**GIVEN PROBLEM**
Reproduce every one of the following records verbatim, line for line, with nothing changed.

**DATA TO PROCESS**
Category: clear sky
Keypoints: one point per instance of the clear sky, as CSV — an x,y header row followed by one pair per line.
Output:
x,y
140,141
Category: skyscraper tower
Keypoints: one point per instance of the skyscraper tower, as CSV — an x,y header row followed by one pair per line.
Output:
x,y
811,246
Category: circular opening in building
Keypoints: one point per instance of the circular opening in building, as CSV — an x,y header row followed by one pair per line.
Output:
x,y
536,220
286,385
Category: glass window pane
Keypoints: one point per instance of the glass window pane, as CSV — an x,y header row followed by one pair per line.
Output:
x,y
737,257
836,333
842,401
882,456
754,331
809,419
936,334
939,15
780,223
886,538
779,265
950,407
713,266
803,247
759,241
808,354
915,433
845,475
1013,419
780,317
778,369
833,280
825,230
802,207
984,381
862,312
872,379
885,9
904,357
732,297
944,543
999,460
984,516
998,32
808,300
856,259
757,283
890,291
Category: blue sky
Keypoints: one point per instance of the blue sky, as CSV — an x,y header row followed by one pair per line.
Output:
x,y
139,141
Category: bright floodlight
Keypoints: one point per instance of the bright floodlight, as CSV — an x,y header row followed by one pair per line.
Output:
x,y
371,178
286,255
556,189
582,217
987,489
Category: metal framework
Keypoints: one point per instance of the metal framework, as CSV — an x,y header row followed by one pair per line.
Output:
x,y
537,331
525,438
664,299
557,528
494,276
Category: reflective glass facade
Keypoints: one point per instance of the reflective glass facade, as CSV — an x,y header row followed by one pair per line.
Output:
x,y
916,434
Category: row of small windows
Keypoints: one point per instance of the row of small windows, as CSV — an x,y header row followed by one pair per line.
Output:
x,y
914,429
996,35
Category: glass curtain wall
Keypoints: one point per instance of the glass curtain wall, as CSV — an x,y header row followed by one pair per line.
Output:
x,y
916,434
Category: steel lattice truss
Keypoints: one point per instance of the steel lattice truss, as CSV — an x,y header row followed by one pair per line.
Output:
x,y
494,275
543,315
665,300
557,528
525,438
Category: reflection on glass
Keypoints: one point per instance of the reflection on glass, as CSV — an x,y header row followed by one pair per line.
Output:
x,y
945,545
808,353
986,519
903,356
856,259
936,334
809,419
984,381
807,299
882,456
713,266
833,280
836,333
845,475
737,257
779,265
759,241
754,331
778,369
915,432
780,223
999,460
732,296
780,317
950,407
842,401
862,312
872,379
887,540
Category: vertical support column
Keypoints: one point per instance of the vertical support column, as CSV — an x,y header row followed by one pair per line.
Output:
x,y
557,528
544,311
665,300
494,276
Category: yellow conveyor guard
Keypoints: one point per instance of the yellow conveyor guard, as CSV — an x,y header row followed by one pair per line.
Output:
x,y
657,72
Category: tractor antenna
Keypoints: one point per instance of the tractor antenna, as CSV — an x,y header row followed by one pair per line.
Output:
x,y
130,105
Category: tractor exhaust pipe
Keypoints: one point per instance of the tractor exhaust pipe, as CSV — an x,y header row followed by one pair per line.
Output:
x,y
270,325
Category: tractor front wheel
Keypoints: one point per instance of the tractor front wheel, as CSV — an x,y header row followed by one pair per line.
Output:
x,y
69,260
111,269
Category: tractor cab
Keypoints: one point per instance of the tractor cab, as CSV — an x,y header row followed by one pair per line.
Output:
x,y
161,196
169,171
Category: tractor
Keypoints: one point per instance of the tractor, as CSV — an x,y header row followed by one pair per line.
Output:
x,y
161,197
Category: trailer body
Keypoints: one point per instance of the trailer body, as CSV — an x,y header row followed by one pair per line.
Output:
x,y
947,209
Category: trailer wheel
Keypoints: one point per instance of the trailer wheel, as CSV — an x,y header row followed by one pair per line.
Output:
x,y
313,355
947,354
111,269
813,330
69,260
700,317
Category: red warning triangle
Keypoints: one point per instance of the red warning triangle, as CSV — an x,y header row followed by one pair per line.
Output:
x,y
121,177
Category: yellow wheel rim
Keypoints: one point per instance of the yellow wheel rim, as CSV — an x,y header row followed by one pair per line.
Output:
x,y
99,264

**TASK SOLUTION**
Category: clear sky
Keypoints: one point per instance of the clear sky, as CSV — an x,y header row followed by one pair per line.
Output:
x,y
140,141
Category: skyscraper tower
Keypoints: one point per instance of the skyscraper tower, as CSV — an x,y header row followed by one pair per line.
Output:
x,y
811,246
Category: circular opening in building
Keypoints: one point per instance of the circular opening in building, as CSV — an x,y header row followed by one pair per line.
Output:
x,y
536,220
286,385
Category: glass window pane
Keypoints: one point per instance of the glass window pane, as CSV — an x,y header row followed by one pair per line.
Output:
x,y
737,257
836,333
842,401
882,456
754,331
809,419
936,334
939,15
780,223
886,538
779,265
950,407
713,266
803,247
759,241
808,354
915,433
845,475
1013,419
780,317
778,369
833,280
825,230
802,207
984,381
862,312
872,379
885,9
904,357
732,297
944,543
999,460
984,516
998,32
808,300
856,259
757,283
890,291
Category: blue sky
Keypoints: one point per instance of the blue sky, as CSV — an x,y header row followed by one pair per line.
Output:
x,y
139,141
Category: bright floodlight
Keypoints: one point per instance of the bright floodlight, as CSV — an x,y header row followed by one pair per line.
Output:
x,y
371,178
286,255
556,189
582,217
987,489
Category: metal framework
Keypoints: one point per instance of the metal framework, as CSV — an x,y header row followed by one pair per line.
Output:
x,y
537,331
525,438
664,299
557,528
494,276
Category: reflective glass facade
Keypoints: one point per instance of the reflective glass facade, as CSV — an x,y header row followed by one pair per line.
Output:
x,y
916,434
Category: row of small windows
Keypoints: one point per instance of the row of small windows, as CSV — an x,y header row followed by one pair per line.
Output:
x,y
914,429
996,35
Category: glass curtain wall
Keypoints: one point per instance of the glass curtain wall, as CSV — an x,y header row followed by one pair per line.
Output:
x,y
916,434
Category: steel lattice truss
Keypoints: one point per instance of the steel lattice truss, as CSV — an x,y header row followed by one pair per line.
Output:
x,y
494,275
543,315
665,300
557,528
525,438
Category: reflection on glass
Keypoints: one point per instance of the reflection on glass, as CSV — an x,y header row followed by one pair per line.
Output:
x,y
945,545
808,353
986,519
903,356
856,259
936,334
809,419
984,381
807,299
882,456
713,266
833,280
836,333
845,475
737,257
779,265
759,241
754,331
778,369
915,432
780,223
999,460
732,296
780,317
950,407
842,401
862,312
872,379
887,540
Category: vertical support column
Keypoints: one point per instance of the vertical support column, as CSV — an x,y header row followed by one pair per line.
Output:
x,y
557,528
544,311
665,300
494,276
Category: yellow conveyor guard
Keypoints: one point per instance of the yellow conveyor guard, as CSV — an x,y header row followed by one pair per line.
Output:
x,y
657,72
Category: tractor antenna
Keypoints: one point per instance of the tractor antenna, as CSV — an x,y header row followed by one pair per line.
Output:
x,y
130,105
Category: tractor exhaust pipe
Keypoints: one point per instance of the tractor exhaust pipe, as CSV — an x,y header row followed by one pair per line.
Output:
x,y
270,325
Category: tractor front wheel
Keypoints: one point per instance of the tractor front wheel, as CSV — an x,y header row followed by one pair per line.
Output:
x,y
69,260
111,269
Category: tractor cab
Keypoints: one point per instance of the tractor cab, as CSV — an x,y header row followed by one pair per line.
Output:
x,y
161,196
169,171
Category: tractor
Keypoints: one point per instance of the tractor, as CSV — an x,y header row followed by one pair per line.
Output:
x,y
161,197
Category: trailer body
Keypoints: one point per instance of the trailer body, as CSV — an x,y header row followed by one pair per line.
Output:
x,y
947,209
Category: trailer wheel
Keypoints: one point per instance of the trailer wheel, as CSV — an x,y header row followed by one pair per line.
Output:
x,y
313,355
947,354
111,269
813,330
69,260
700,317
Category: red warning triangle
Keypoints: one point per instance of the red warning triangle, as CSV — an x,y header row followed by one pair per line.
Output:
x,y
121,177
Category: yellow wheel rim
Keypoints: one point per instance of the yellow wheel rim, as CSV — an x,y header row followed by one pair per line.
Output:
x,y
99,264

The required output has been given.